## [DATA LISTING]
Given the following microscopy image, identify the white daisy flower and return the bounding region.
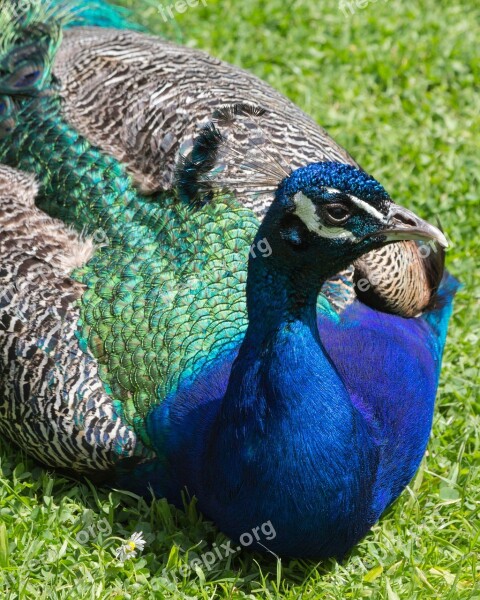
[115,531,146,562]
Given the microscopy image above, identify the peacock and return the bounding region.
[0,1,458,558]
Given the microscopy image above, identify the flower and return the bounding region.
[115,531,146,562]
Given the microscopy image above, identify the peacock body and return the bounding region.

## [WHAT TO DO]
Change every "microscopy image" in the data above to "photo" and write the lines out again with nothing else altered. Leave the pictures out of your answer.

## [WRITTEN ANSWER]
Given the following photo, identify the white daisy flower and return the bounding region.
[115,531,146,562]
Given the photo above, identify the peacock and return the bounding region.
[0,1,458,558]
Given the photo above, identify the flower and return the bounding region.
[115,531,146,562]
Given the photo above, identify the peacock body and return the bounding region.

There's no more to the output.